What is expected: Copy out the entries below in full and exactly.

**** Data supplied

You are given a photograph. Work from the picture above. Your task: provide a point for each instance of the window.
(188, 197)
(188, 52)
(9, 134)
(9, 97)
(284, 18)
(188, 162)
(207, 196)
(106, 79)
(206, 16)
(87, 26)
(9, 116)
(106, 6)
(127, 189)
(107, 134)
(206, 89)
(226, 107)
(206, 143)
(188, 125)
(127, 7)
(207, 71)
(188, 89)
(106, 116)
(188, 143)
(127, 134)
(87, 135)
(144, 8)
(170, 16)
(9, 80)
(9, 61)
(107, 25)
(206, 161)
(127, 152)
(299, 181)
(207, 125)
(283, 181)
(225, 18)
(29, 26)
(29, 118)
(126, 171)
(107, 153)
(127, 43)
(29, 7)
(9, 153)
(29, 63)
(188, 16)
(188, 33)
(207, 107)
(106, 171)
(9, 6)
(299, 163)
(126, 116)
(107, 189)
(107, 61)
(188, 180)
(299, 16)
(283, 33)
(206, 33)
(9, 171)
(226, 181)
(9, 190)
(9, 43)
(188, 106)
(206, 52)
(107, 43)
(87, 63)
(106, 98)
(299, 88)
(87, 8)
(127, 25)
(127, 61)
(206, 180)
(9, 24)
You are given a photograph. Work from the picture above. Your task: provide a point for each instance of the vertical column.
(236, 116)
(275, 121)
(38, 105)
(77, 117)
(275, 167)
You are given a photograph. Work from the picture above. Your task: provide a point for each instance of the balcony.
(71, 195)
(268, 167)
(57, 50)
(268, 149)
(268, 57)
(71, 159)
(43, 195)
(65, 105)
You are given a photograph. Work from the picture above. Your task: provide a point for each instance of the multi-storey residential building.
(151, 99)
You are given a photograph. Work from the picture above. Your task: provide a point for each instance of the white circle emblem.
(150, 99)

********

Expected answer:
You are given a photograph. Work from the picture above. Your task: provide a point for each instance of the window.
(188, 197)
(188, 52)
(9, 134)
(9, 97)
(284, 18)
(188, 162)
(207, 196)
(106, 79)
(206, 16)
(87, 26)
(9, 116)
(106, 6)
(127, 189)
(107, 134)
(206, 89)
(226, 107)
(206, 143)
(188, 125)
(127, 7)
(207, 71)
(188, 89)
(106, 116)
(188, 143)
(127, 134)
(87, 135)
(144, 8)
(170, 16)
(9, 80)
(9, 61)
(107, 25)
(206, 161)
(127, 152)
(299, 181)
(207, 125)
(283, 181)
(225, 18)
(29, 26)
(29, 118)
(126, 171)
(107, 153)
(127, 43)
(29, 7)
(9, 153)
(29, 63)
(188, 16)
(188, 33)
(207, 107)
(106, 171)
(9, 6)
(299, 163)
(126, 116)
(107, 189)
(107, 61)
(188, 180)
(299, 16)
(283, 33)
(206, 33)
(9, 171)
(226, 181)
(9, 190)
(9, 43)
(188, 106)
(206, 52)
(107, 43)
(87, 63)
(106, 98)
(299, 88)
(87, 8)
(127, 25)
(127, 61)
(206, 180)
(9, 24)
You are given a photograph. Work from the picture above. Your task: provide a point for each instance of the vertical column.
(236, 116)
(275, 121)
(38, 105)
(77, 117)
(275, 167)
You are given a photograph. Work from the picture above. Your task: provide a point for each instance of the balcony.
(71, 195)
(268, 167)
(57, 50)
(268, 149)
(268, 57)
(71, 159)
(43, 195)
(65, 105)
You are given a photograph. Work from the picture above. Your task: provide a point for each instance of the multi-storey residential building.
(151, 99)
You are given a photograph. Work from the picture above. Your task: provide a point for each instance of the white circle emblem.
(150, 99)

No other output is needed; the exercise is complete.